*WHAT IS NEEDED*. Identify every line in the entries below that contains the word "bowl", and copy each of those lines.

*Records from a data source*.
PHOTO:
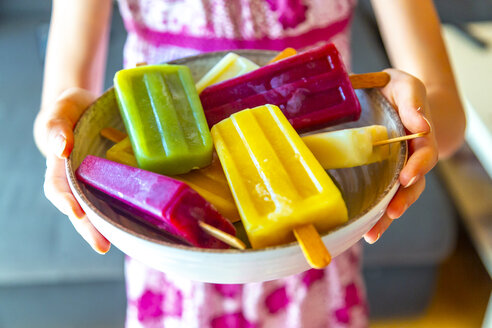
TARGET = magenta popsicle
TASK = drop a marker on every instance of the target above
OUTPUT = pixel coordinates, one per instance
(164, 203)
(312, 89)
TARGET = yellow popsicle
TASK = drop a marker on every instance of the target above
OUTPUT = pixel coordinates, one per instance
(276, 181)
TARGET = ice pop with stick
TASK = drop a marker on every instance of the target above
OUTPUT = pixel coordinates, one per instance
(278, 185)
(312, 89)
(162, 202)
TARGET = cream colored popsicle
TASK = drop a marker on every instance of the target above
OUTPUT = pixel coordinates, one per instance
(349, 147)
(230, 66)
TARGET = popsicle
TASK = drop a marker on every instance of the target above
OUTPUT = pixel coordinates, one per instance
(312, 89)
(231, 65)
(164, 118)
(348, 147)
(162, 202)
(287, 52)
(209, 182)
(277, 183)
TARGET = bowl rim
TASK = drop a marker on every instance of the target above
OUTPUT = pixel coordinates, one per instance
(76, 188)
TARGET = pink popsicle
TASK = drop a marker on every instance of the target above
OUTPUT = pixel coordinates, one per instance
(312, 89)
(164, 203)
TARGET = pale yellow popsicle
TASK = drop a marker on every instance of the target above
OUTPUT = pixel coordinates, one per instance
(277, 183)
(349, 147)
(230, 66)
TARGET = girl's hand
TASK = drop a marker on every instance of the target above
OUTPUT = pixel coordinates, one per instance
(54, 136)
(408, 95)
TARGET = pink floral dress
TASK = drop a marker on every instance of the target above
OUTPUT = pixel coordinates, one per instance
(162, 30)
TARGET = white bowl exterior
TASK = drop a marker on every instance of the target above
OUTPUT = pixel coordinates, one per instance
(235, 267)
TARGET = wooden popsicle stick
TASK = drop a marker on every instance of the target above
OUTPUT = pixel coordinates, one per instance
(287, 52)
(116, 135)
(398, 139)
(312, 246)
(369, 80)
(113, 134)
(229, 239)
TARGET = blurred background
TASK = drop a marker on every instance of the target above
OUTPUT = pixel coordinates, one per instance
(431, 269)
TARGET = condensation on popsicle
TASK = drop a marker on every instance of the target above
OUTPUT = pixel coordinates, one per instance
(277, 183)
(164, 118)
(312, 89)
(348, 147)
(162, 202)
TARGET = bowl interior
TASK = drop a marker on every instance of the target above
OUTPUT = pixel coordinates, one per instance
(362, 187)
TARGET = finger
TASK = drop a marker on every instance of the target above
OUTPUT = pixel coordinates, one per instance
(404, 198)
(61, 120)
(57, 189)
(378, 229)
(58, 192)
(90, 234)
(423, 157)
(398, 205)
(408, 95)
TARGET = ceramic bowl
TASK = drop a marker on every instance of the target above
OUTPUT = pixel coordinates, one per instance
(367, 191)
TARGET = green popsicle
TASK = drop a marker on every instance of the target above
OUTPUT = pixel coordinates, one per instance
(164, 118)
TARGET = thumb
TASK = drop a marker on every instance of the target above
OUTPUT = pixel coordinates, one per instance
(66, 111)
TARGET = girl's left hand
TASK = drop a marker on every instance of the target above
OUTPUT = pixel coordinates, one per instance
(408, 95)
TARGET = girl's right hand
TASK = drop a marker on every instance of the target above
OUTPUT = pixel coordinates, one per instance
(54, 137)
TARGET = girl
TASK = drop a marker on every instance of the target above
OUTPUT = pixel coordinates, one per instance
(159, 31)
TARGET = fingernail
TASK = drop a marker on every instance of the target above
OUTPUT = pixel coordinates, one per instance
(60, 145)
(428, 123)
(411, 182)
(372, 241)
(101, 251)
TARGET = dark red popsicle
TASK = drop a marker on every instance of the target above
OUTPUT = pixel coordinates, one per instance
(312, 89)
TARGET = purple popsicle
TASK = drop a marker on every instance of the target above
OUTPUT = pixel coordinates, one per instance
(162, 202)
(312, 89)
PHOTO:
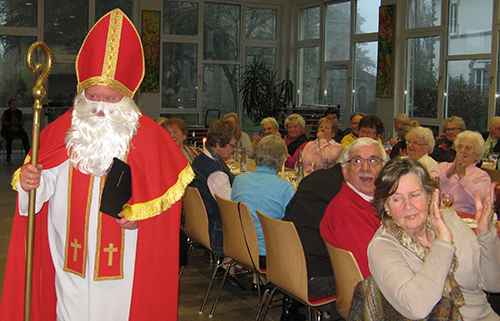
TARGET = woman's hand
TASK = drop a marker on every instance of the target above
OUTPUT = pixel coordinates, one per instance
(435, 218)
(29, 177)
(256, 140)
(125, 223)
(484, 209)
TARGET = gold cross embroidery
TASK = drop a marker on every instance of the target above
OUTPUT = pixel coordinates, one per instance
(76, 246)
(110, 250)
...
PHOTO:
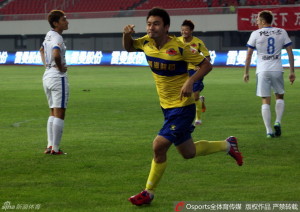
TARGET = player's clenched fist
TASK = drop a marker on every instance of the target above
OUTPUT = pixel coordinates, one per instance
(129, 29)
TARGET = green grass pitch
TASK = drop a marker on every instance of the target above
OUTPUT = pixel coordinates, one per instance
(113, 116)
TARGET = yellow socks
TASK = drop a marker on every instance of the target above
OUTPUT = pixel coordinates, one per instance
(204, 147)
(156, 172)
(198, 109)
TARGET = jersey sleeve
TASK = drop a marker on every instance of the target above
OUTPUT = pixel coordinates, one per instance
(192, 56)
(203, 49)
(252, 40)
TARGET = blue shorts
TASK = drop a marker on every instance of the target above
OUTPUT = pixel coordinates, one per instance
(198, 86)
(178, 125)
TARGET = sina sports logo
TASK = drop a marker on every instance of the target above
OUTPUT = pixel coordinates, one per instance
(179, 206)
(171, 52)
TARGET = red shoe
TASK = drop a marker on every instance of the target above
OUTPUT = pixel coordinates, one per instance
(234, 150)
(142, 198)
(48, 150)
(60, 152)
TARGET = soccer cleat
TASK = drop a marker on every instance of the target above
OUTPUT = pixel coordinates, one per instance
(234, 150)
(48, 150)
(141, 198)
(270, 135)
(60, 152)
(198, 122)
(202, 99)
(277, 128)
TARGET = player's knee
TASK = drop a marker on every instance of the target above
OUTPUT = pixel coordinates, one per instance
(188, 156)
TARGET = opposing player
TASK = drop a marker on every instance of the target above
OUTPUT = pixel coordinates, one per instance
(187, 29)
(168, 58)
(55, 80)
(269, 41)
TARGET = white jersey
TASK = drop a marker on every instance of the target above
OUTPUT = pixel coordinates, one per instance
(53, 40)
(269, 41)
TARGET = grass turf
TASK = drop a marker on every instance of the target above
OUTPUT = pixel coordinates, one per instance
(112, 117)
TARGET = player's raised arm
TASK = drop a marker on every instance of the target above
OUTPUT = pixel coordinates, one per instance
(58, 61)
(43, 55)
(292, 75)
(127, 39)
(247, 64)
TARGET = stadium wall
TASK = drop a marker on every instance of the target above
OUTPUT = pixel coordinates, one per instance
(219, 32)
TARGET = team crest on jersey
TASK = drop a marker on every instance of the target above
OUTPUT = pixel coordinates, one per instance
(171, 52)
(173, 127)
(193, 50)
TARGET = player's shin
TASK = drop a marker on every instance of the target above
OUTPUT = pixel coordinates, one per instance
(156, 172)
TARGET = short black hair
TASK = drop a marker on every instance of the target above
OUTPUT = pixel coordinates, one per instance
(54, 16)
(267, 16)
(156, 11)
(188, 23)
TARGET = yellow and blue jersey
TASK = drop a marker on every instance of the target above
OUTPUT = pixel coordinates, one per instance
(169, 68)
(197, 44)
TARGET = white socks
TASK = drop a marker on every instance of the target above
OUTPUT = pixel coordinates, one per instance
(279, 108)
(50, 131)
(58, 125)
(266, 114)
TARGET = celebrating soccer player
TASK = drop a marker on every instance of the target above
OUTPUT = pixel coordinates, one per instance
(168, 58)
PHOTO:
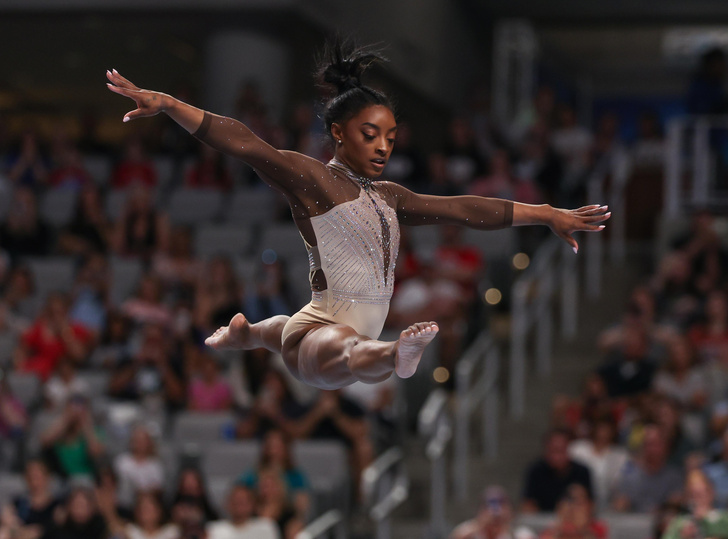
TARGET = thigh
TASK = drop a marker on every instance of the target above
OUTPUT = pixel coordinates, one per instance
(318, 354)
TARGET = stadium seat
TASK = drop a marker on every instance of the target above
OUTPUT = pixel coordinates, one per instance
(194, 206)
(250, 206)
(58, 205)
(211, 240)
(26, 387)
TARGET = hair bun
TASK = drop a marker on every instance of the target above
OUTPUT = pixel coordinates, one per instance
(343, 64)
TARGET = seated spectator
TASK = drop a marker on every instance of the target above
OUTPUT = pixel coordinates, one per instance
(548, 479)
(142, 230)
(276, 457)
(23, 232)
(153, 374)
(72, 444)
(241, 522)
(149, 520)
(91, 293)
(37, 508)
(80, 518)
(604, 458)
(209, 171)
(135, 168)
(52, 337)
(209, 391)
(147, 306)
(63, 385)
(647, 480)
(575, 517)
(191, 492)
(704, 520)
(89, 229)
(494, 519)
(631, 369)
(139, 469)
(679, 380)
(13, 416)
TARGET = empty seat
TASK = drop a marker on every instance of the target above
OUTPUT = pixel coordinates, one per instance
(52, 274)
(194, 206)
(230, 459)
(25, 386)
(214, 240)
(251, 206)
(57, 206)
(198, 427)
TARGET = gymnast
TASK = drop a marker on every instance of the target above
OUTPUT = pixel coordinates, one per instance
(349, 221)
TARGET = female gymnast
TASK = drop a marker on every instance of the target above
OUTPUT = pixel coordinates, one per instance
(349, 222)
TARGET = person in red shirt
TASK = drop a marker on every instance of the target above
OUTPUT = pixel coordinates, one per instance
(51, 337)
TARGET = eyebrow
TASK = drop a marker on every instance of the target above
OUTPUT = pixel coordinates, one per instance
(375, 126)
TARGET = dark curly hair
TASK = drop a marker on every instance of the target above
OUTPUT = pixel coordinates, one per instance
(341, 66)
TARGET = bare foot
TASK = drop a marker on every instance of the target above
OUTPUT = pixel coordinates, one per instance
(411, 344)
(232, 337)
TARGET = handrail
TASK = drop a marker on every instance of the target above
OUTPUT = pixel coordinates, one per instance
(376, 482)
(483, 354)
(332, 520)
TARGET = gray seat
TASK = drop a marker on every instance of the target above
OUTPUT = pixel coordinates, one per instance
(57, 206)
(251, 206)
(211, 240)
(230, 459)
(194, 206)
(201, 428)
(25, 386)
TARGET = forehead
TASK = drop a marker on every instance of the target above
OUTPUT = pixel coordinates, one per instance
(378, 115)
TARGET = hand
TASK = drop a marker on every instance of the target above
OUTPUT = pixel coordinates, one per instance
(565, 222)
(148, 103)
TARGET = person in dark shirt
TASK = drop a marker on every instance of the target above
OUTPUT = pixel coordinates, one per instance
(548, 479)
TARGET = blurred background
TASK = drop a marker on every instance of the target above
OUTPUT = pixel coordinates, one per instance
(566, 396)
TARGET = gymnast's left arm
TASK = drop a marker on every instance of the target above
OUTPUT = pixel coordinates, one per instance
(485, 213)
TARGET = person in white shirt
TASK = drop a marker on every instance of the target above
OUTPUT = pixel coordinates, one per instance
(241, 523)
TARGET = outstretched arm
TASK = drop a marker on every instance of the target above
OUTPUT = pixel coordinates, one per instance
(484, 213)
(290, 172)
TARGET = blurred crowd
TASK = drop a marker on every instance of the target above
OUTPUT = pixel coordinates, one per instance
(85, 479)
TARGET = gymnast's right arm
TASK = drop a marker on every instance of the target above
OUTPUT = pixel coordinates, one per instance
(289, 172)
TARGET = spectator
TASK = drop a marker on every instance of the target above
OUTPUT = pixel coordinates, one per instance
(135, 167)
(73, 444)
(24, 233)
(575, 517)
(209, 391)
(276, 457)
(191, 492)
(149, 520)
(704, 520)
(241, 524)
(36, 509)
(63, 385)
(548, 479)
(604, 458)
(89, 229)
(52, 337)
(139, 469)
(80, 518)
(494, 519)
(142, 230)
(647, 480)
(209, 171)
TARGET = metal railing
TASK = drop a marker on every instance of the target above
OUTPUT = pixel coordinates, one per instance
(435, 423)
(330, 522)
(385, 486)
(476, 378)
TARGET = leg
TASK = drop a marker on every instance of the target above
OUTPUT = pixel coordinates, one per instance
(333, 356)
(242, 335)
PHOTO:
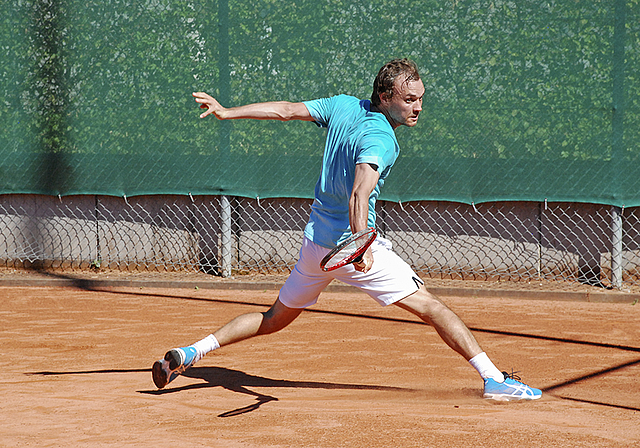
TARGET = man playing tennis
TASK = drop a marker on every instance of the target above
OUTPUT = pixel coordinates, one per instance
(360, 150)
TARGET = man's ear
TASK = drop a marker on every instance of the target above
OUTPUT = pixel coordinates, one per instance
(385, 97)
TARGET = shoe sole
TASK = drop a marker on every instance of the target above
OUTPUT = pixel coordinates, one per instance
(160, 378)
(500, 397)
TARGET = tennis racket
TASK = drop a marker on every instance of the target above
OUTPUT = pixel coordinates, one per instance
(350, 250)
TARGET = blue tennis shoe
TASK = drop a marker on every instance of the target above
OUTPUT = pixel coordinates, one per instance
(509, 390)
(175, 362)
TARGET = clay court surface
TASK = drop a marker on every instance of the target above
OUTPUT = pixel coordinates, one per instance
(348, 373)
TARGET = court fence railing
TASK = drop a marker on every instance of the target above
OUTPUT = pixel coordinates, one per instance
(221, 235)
---
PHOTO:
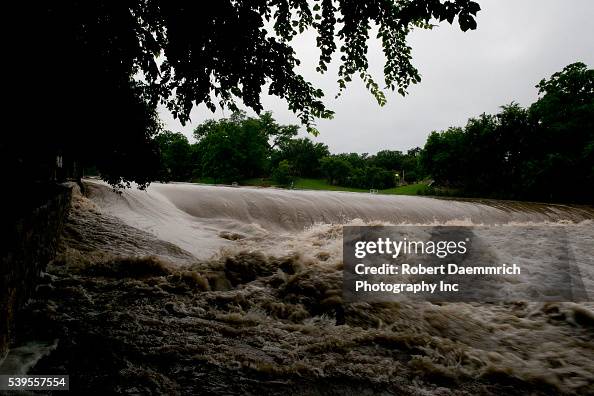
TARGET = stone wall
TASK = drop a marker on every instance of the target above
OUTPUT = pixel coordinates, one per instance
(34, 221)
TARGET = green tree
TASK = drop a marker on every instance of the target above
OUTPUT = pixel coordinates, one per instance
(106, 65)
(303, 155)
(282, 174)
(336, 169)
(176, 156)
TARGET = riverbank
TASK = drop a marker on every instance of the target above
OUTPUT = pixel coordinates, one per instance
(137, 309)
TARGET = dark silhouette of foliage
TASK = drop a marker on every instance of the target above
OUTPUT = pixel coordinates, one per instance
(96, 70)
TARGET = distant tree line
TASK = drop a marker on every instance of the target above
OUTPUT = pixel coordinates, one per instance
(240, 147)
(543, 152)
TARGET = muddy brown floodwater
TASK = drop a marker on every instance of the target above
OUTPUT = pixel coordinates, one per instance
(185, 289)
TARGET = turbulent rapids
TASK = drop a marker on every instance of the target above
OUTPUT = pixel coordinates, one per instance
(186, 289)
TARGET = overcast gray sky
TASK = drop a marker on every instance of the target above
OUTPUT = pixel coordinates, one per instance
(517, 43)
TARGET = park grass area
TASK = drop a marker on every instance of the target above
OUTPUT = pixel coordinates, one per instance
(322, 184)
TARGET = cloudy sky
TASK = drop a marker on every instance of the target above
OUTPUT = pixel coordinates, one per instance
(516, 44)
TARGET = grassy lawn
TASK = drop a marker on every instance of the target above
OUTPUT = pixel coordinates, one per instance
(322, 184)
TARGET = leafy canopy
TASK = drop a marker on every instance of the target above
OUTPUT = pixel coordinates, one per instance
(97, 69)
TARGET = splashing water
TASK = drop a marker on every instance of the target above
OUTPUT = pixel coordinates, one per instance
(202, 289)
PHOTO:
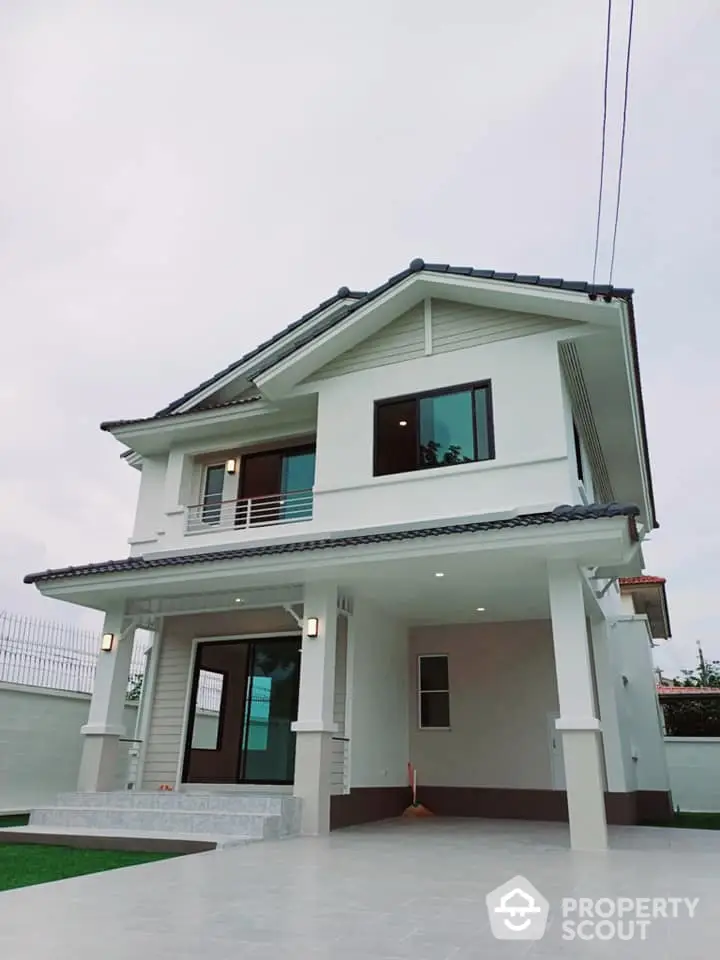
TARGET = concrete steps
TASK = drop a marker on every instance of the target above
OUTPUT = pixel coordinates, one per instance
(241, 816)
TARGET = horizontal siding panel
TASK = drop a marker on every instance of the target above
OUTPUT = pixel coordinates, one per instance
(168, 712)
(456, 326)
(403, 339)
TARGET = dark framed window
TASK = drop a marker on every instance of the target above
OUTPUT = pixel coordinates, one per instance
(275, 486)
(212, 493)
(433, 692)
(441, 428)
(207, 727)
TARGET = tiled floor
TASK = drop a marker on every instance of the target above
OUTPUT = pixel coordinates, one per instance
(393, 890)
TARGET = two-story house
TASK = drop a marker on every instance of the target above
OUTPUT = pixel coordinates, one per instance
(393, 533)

*WORKED SOLUTION*.
TARGET = bowl rim
TARGET = white bowl exterior
TARGET = bowl interior
TARGET = ceramic bowl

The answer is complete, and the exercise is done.